- DATA PROVIDED:
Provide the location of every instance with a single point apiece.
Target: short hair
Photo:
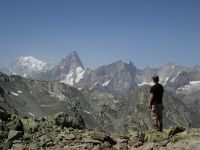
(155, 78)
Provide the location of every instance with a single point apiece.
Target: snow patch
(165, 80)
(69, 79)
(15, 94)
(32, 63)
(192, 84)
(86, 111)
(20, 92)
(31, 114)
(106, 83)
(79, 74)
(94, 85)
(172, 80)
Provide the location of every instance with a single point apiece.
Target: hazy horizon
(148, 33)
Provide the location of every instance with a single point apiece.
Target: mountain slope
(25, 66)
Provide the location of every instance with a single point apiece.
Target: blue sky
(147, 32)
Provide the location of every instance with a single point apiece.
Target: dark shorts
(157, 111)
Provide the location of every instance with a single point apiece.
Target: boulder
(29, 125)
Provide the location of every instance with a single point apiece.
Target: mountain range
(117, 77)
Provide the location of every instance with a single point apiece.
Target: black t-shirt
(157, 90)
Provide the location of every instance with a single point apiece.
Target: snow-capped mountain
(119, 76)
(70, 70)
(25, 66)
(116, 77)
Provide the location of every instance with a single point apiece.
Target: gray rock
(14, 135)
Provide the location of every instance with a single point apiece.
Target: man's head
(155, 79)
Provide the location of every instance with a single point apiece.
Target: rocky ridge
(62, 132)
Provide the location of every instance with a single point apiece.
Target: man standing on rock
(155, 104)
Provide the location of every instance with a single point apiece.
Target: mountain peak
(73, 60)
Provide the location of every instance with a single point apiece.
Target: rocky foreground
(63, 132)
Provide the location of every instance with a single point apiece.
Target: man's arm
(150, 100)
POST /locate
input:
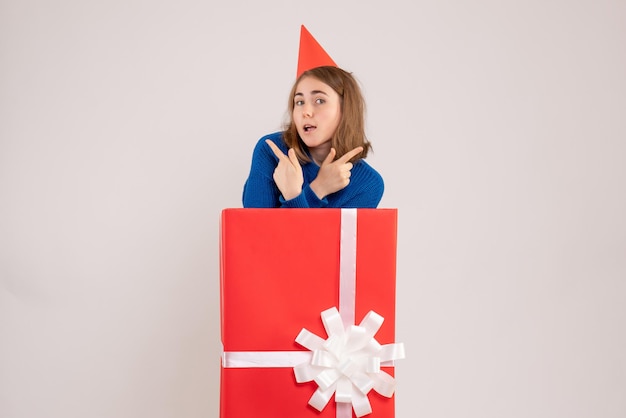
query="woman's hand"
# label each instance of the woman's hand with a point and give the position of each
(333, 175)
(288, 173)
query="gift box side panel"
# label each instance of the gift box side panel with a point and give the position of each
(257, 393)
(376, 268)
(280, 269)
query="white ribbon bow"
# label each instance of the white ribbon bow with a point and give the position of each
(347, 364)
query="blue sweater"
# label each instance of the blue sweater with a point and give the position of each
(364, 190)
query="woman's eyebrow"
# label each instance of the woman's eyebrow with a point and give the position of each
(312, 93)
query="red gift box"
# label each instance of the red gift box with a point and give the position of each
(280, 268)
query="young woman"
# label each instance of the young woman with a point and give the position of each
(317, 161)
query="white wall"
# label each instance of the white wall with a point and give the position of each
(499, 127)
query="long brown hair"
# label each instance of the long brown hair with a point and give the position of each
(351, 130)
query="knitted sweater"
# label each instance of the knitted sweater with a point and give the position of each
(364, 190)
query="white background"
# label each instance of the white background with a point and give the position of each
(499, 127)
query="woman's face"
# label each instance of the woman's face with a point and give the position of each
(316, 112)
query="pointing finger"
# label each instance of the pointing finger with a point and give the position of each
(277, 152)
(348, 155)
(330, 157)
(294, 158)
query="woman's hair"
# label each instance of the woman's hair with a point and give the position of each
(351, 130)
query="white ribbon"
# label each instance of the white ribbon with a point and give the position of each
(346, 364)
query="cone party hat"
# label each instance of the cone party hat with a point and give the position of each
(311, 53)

- PROBLEM TO SOLVE:
If a record holds a picture, drop the picture and reproduce everything else exactly.

- SOLUTION TO THE EXERCISE:
Provide the location of every instance with a single point apiece.
Target: short hair
Photo:
(155, 78)
Provide the location of every instance with a single point apiece.
Target: snow patch
(165, 80)
(69, 79)
(15, 94)
(32, 63)
(192, 84)
(86, 111)
(20, 92)
(31, 114)
(106, 83)
(79, 74)
(94, 85)
(172, 80)
Provide the location of every instance with a single point apiece.
Target: hazy horizon
(148, 33)
Provide the location of every instance with a single point apiece.
Target: mountain slope
(25, 66)
Provide the location of every instance with a single point apiece.
Target: blue sky
(147, 32)
Provide the location of every instance with a single point apiece.
Target: dark shorts
(157, 111)
Provide the location of every instance with a single point apiece.
Target: boulder
(29, 125)
Provide the location of every instance with a single point apiece.
Target: mountain range
(117, 77)
Provide the location of every instance with a single point apiece.
Target: black t-shirt
(157, 90)
Provide the location of every instance with a single point apiece.
Target: snow-capped mountain
(119, 76)
(70, 70)
(25, 66)
(116, 77)
Provide the location of every instance with a single point apiece.
Target: gray rock
(14, 135)
Provide the location of every instance with a single point apiece.
Target: man's head
(155, 79)
Provide the location of every instance with a single point apiece.
Target: rocky ridge
(62, 132)
Provide the location of every instance with a single point apiece.
Target: man standing on rock
(155, 104)
Provide the location of every instance with a single point apiece.
Target: mountain peak
(73, 60)
Provide the location of every instance with a single point apiece.
Target: rocky foreground
(63, 132)
Provide the location of every instance with a single point apiece.
Target: man's arm
(150, 100)
POST /locate
input:
query="woman's hand"
# label each instance of the woman's hand with a point and give the position of each
(333, 175)
(288, 173)
query="gift box side panel"
# label each instance of the gift box side panel with a point and give the position of each
(257, 393)
(376, 268)
(280, 269)
query="white ribbon bow"
# label each instance of the white ribbon bow with a point and give the position of each
(347, 364)
query="blue sweater"
# label each instance of the blue sweater with a point and give the position of each
(364, 190)
query="woman's eyebrow"
# label each instance of the woman's eyebrow with a point and give the position of each
(312, 93)
query="red gift box"
# label each instance of the red gift box with a point and give the position of each
(280, 268)
query="young woman"
# label each instance of the young woman with a point and give the position of each
(317, 161)
query="white wall"
# label each instance of the white wall with a point and give the position of each
(499, 127)
query="long brown hair"
# label each instance of the long brown hair with a point and give the position of each
(351, 130)
query="knitted sweater"
# label each instance of the knitted sweater with a point and give the position of each
(364, 190)
query="white background"
# label each instance of the white background with a point and give the position of each
(499, 127)
query="woman's face"
# label each instance of the woman's face with a point and give the position of each
(316, 112)
query="pointing finger"
# label each instance of the pointing finger with a point and give the position of each
(277, 152)
(348, 155)
(330, 157)
(294, 158)
query="woman's hair"
# label each instance of the woman's hair with a point and give the position of each
(351, 130)
query="white ribbon"
# label each instance of the white ribbon with a point and give the position of each
(346, 364)
query="cone party hat"
# label each instance of the cone party hat with a point and give the position of each
(311, 53)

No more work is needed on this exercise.